### About this exercise
Starting at the line that contains "In this exercise you will indicate the name prestia", return each line exactly as written until the listing below ends, and return no other line.

### Data for this exercise
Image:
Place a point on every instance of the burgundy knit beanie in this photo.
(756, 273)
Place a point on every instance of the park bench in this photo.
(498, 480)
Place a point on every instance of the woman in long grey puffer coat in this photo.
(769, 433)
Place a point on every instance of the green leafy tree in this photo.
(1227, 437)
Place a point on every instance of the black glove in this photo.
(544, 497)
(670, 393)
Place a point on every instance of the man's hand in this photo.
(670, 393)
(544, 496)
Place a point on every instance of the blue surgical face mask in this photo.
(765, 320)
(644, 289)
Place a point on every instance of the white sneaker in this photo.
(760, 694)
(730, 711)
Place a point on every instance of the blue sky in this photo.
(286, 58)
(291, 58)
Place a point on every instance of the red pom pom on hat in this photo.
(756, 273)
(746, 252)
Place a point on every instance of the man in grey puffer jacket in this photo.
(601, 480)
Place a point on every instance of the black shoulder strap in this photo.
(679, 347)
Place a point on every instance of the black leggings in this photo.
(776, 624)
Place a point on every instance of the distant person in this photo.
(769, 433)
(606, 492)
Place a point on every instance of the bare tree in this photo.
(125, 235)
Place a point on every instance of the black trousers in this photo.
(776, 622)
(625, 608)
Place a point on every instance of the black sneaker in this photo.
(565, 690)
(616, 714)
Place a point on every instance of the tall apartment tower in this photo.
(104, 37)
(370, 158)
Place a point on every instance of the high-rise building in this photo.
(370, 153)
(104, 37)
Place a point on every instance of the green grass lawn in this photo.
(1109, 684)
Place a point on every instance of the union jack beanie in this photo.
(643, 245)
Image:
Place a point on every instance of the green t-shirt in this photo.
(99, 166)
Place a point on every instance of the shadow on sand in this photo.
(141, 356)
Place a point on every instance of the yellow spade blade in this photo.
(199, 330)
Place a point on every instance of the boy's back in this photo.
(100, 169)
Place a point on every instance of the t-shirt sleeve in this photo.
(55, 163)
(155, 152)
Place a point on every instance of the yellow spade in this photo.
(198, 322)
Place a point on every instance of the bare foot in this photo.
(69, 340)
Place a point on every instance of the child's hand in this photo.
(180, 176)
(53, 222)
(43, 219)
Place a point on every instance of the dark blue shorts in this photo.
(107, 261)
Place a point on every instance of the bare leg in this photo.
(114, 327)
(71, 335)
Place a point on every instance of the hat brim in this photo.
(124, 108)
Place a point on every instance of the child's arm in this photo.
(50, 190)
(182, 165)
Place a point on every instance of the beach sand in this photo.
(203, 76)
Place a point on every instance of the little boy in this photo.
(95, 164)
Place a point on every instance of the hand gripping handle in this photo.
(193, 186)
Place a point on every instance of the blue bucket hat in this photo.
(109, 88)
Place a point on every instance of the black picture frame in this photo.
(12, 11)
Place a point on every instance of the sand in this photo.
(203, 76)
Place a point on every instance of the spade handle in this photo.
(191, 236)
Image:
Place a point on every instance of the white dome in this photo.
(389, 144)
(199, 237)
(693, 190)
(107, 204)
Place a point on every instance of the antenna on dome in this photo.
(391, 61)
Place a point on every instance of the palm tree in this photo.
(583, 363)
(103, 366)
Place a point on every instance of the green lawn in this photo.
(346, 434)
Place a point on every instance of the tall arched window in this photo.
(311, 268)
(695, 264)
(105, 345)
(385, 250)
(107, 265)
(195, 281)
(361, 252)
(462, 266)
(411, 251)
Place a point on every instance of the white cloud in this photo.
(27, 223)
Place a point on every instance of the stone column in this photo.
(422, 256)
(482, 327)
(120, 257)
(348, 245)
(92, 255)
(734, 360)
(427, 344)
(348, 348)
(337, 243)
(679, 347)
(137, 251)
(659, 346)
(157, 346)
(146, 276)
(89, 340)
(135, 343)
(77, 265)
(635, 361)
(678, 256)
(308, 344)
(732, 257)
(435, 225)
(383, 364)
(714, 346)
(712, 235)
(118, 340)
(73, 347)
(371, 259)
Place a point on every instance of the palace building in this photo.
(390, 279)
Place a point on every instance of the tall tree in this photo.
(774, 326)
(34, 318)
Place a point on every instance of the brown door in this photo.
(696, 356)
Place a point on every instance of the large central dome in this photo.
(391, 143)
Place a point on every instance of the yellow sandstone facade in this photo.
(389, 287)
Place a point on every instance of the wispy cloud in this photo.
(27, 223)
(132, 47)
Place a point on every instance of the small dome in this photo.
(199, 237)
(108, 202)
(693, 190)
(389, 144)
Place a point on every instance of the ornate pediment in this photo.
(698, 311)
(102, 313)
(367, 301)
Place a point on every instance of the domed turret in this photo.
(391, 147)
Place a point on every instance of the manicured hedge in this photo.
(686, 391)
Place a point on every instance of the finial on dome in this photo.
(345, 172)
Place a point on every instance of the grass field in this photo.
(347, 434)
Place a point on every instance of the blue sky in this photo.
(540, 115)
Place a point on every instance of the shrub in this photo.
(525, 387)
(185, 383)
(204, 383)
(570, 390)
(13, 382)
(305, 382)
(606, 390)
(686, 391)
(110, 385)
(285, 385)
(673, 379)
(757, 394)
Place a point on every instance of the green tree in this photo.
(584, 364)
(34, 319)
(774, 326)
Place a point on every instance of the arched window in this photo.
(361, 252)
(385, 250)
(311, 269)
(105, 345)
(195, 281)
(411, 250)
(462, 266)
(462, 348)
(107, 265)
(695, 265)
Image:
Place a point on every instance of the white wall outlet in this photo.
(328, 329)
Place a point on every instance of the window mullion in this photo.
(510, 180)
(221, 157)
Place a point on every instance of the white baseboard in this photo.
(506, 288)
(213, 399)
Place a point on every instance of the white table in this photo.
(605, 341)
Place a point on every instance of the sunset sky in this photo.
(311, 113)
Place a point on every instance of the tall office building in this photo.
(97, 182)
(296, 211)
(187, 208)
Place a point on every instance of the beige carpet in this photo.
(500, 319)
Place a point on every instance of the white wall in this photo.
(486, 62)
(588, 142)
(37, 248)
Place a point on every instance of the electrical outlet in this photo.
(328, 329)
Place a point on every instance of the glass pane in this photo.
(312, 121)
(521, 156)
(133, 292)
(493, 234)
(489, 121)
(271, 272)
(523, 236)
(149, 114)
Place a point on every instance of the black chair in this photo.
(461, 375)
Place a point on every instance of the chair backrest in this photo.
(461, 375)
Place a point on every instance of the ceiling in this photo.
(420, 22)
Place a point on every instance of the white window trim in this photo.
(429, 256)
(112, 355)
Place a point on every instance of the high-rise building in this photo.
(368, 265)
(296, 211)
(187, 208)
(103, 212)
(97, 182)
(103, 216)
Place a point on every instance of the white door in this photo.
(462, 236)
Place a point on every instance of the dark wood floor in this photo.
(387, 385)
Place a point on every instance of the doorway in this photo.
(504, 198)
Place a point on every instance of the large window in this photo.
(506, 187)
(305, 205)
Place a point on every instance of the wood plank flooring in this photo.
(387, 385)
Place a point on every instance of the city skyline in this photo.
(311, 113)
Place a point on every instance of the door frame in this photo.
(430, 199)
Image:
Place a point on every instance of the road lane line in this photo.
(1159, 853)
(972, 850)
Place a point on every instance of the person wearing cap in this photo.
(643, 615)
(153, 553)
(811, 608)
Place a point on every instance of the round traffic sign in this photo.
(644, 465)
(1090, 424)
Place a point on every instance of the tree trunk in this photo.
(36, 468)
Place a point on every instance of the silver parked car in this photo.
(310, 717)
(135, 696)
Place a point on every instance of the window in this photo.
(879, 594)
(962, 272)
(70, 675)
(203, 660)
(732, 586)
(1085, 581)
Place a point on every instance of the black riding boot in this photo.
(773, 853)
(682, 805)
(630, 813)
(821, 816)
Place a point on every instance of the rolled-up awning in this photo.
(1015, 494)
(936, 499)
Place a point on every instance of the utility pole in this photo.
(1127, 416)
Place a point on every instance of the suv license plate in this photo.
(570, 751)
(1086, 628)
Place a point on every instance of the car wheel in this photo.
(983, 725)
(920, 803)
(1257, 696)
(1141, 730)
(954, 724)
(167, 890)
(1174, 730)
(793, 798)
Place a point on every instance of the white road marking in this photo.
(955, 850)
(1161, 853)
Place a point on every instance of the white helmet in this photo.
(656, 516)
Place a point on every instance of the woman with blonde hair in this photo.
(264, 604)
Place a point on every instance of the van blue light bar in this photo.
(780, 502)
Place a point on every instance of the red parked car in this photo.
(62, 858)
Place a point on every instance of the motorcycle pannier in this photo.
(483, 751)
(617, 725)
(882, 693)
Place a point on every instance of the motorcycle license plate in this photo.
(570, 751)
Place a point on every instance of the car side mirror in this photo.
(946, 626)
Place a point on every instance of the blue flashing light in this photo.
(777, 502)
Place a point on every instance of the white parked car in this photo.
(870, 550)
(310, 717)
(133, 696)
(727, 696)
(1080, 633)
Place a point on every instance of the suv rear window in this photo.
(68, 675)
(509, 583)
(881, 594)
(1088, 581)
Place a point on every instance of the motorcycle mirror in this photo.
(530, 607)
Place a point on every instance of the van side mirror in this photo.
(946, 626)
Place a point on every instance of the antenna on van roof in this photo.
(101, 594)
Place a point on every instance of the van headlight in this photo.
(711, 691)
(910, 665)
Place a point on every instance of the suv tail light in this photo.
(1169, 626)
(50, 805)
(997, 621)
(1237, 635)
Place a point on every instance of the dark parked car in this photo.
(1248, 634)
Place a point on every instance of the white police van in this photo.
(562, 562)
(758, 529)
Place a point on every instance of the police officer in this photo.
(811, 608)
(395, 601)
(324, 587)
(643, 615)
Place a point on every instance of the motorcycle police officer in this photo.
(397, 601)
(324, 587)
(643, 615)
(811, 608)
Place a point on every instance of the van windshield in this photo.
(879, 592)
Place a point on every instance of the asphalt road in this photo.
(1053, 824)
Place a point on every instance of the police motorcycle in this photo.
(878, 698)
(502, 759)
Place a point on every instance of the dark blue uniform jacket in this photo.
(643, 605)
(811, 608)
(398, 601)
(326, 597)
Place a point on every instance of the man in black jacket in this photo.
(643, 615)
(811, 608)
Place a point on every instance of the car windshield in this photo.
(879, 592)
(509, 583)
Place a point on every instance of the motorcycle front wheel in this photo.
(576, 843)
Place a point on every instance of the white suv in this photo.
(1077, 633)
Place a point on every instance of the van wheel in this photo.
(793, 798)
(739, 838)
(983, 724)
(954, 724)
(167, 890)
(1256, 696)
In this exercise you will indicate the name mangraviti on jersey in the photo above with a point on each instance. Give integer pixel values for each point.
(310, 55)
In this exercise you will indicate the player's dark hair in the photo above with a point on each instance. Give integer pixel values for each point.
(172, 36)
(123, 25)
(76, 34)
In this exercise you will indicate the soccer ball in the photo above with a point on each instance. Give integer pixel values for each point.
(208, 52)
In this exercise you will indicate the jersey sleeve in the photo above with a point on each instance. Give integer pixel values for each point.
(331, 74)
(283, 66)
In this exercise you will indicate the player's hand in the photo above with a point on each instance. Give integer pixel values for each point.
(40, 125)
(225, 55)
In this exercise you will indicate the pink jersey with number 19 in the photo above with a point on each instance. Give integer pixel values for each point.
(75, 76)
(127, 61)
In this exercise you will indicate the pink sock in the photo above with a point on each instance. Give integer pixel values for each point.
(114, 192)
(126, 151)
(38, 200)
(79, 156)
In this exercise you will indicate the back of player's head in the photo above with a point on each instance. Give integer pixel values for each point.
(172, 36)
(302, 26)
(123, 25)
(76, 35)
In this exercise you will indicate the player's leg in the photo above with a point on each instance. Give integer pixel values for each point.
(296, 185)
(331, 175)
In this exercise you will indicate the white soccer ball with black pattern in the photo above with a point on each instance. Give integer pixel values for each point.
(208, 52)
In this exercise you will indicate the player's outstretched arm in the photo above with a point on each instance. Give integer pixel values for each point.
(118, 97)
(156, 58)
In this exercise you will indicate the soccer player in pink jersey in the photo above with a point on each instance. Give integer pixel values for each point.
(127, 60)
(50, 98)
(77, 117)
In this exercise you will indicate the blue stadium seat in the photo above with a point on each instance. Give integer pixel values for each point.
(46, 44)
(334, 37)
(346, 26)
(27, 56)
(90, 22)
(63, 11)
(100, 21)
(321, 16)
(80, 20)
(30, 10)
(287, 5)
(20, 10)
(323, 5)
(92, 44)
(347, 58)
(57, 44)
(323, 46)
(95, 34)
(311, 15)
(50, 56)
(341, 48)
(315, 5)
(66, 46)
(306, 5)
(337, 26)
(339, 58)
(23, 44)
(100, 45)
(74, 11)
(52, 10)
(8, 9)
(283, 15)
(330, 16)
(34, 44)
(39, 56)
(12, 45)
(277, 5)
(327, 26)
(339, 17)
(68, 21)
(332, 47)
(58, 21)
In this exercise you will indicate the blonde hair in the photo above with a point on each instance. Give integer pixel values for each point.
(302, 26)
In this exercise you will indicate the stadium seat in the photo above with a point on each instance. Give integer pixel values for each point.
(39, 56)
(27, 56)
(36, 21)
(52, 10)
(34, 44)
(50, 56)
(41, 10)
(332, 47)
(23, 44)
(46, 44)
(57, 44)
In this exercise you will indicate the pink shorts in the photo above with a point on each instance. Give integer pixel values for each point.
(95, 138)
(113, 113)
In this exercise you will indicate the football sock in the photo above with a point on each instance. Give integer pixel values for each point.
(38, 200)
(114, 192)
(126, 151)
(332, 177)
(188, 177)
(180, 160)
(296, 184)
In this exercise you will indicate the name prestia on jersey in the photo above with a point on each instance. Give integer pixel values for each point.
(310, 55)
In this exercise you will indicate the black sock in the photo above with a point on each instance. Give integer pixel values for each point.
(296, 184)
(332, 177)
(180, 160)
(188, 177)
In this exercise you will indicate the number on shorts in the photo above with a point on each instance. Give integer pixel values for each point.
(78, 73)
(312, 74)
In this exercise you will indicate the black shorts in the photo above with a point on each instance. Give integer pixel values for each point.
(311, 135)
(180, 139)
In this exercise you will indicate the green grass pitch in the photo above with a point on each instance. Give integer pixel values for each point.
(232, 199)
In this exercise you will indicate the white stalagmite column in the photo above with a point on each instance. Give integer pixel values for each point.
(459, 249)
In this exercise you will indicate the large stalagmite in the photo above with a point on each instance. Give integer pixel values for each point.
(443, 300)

### Response for this exercise
In this exercise you will indicate the name prestia on jersey in the photo above with a point on each instance. Give integer pixel values for each point.
(310, 55)
In this exercise you will indicate the black sock in the photo above with a point on each instance. Give integer pixel values for each point.
(296, 184)
(332, 177)
(180, 160)
(188, 177)
In this exercise you will indicate the number on shorts in the photo above with a point on each instance. Give integer pixel values for each point.
(78, 73)
(312, 74)
In this exercise you will indicate the black shorts in the photo above with a point on each instance. Give integer pixel values for each point.
(311, 135)
(180, 139)
In this exercise you will indicate the green grass pitch in the photo above with a point on each instance. Give integer pixel values for each point.
(232, 199)
In this exercise you will indicate the white stalagmite column in the photo above with a point on each instance. Give integer pixel values for each point.
(459, 249)
In this exercise you will indicate the large stalagmite in the photo above with a point on each instance. Give integer pixel values for each point.
(443, 300)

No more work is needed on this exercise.